→ **Brief**: Give back every record that follows, exactly as written.

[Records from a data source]
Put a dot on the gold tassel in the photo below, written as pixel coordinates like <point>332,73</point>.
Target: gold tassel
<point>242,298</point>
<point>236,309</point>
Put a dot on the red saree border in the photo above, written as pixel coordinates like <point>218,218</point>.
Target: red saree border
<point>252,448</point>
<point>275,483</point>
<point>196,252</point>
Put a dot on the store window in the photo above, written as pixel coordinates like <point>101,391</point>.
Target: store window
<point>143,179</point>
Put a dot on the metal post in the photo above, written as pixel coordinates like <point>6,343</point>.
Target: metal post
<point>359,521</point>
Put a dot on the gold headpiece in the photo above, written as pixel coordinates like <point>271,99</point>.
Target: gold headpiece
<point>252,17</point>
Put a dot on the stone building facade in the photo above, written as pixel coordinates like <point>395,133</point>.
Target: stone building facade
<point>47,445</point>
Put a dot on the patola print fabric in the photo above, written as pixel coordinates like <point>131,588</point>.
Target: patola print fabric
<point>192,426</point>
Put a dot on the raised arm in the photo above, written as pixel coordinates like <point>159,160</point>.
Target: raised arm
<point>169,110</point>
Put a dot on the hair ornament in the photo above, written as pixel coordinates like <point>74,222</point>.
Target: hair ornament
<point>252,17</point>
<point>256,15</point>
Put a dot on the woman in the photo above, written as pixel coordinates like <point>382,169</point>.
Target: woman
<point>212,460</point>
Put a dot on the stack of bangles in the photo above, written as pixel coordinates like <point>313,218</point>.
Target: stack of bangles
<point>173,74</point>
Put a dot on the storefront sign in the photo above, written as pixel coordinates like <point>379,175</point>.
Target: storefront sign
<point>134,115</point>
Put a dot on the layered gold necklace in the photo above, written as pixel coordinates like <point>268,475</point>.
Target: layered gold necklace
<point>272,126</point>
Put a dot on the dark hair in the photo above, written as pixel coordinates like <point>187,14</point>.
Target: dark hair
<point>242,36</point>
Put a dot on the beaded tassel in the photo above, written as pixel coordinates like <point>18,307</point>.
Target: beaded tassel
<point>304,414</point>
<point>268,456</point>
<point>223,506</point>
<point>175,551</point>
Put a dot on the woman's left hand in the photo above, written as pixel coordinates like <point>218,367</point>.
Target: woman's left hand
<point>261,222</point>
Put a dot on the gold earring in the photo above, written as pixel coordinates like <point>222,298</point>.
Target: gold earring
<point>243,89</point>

→ **Result of the exercise**:
Put a dot on the gold tassel in the photo below, written as pixel coordinates like <point>332,73</point>.
Target: gold tassel
<point>242,298</point>
<point>236,309</point>
Put a dot on the red saree border in the photo above, written as pixel coordinates like <point>218,218</point>.
Target: red saree border
<point>252,448</point>
<point>275,483</point>
<point>196,252</point>
Put a dot on the store window in the photo above, written as pixel coordinates like <point>101,391</point>.
Target: store window
<point>143,179</point>
Put a dot on the metal post in the photo above, written as pixel coordinates like <point>6,343</point>.
Target: metal post
<point>359,521</point>
Put a dot on the gold headpiece in the photo above, written as pixel coordinates like <point>271,99</point>.
Target: gold headpiece
<point>252,17</point>
Put a dot on the stone building facade in the photo above, written as pixel coordinates like <point>395,133</point>.
Target: stone building facade
<point>47,445</point>
Put a dot on the patola print fabric in the photo above, written as pixel coordinates like <point>131,588</point>.
Target: patola print fabric
<point>192,426</point>
Put a dot on the raised arm in the photo above, written as pixel coordinates like <point>159,160</point>.
Target: raised arm
<point>169,110</point>
Put a dot on the hair ornament in the photo above, written as pixel coordinates like <point>74,222</point>.
Target: hair ornament
<point>252,17</point>
<point>256,15</point>
Put a dot on the woman in the photo above, written as pixel coordinates like <point>382,169</point>.
Target: woman
<point>212,460</point>
Put a dot on the stack of bangles in the photo above, written as pixel coordinates like <point>313,218</point>.
Target: stack of bangles
<point>173,74</point>
Put a dot on the storefront sign in the photo above, written as pixel coordinates like <point>379,175</point>.
Target: storefront sign
<point>134,115</point>
Put a dot on the layered gold necklace in the photo above, written as pixel coordinates like <point>268,475</point>.
Target: layered gold necklace
<point>272,126</point>
Put a dot on the dark hair in the photo above, written as pixel coordinates like <point>187,14</point>.
Target: dark hair
<point>242,36</point>
Put a dot on the beaded tassel in the photo above, written as pixel coordinates like <point>18,307</point>.
Target: beaded tassel
<point>304,414</point>
<point>268,456</point>
<point>223,506</point>
<point>175,551</point>
Put a dot on the woman's left hand in the photo above, written as pixel coordinates like <point>218,367</point>.
Target: woman's left hand
<point>261,222</point>
Put a dot on the gold earring in the photo above, written as pixel coordinates like <point>222,298</point>.
Target: gold earring
<point>243,89</point>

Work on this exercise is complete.